SOURCE EXTRACT:
+++++

Well Health Technologies announced that its subsidiary, Wellstar Technologies, has raised $62 million in financing to support its pre-spinout growth strategy. According to the company, the funding is intended to accelerate Wellstar’s product development, strengthen its balance sheet, and position it for long-term growth as it prepares for a potential public listing.
The company said that the financing consists of both equity and debt instruments, structured to provide capital flexibility and reduce near-term dilution. Wellstar focuses on developing and deploying digital health and artificial intelligence technologies aimed at improving patient care and clinical outcomes.
According to Well, the investment will be used to expand Wellstar’s engineering capabilities, scale its software and AI platforms, and enhance its presence in key international markets. The company claims the funding will also enable continued innovation across its technology ecosystem, supporting digital transformation initiatives in healthcare delivery.

+++++

EXERCISE DATA:
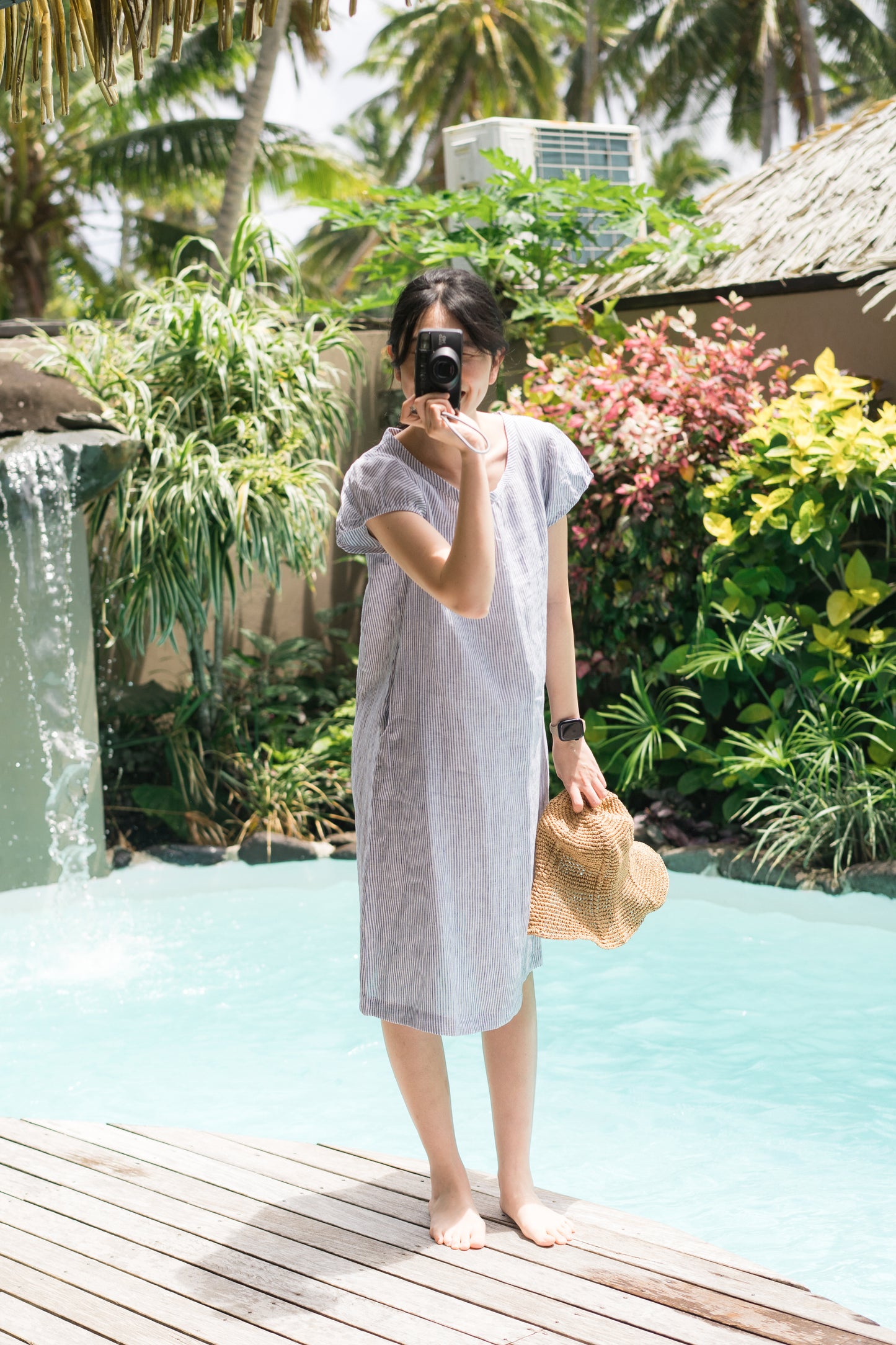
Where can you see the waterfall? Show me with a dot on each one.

+++++

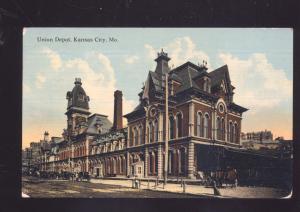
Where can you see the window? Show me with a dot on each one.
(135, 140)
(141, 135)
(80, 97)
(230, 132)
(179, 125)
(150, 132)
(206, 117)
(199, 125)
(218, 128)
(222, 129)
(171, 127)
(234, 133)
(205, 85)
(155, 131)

+++++

TASK LIST:
a – Set down the part of the Wellstar financing article from "Well Health Technologies" up to and including "potential public listing.".
b – Please rewrite the paragraph of the Wellstar financing article that begins "According to Well, the investment" as a short bulleted list that keeps its main facts.
c – Continue the Wellstar financing article from its last sentence.

RESPONSES IN ORDER:
a –
Well Health Technologies announced that its subsidiary, Wellstar Technologies, has raised $62 million in financing to support its pre-spinout growth strategy. According to the company, the funding is intended to accelerate Wellstar’s product development, strengthen its balance sheet, and position it for long-term growth as it prepares for a potential public listing.

b –
- Expand Wellstar's engineering capabilities
- Scale its software and AI platforms
- Enhance its presence in key international markets
- Enable continued innovation across its technology ecosystem
- Support digital transformation initiatives in healthcare delivery

c –
Wellstar’s pre-spinout strategy, the company said, is designed to unlock shareholder value and establish the subsidiary as a standalone leader in healthcare technology. The company also noted that the financing aligns with its broader plan to optimize the capital structure across its operating divisions while maintaining strategic focus on growth and innovation.
Well stated that it expects the financing to help Wellstar accelerate product launches, pursue new partnerships, and advance toward operational independence as it builds momentum for its anticipated market debut.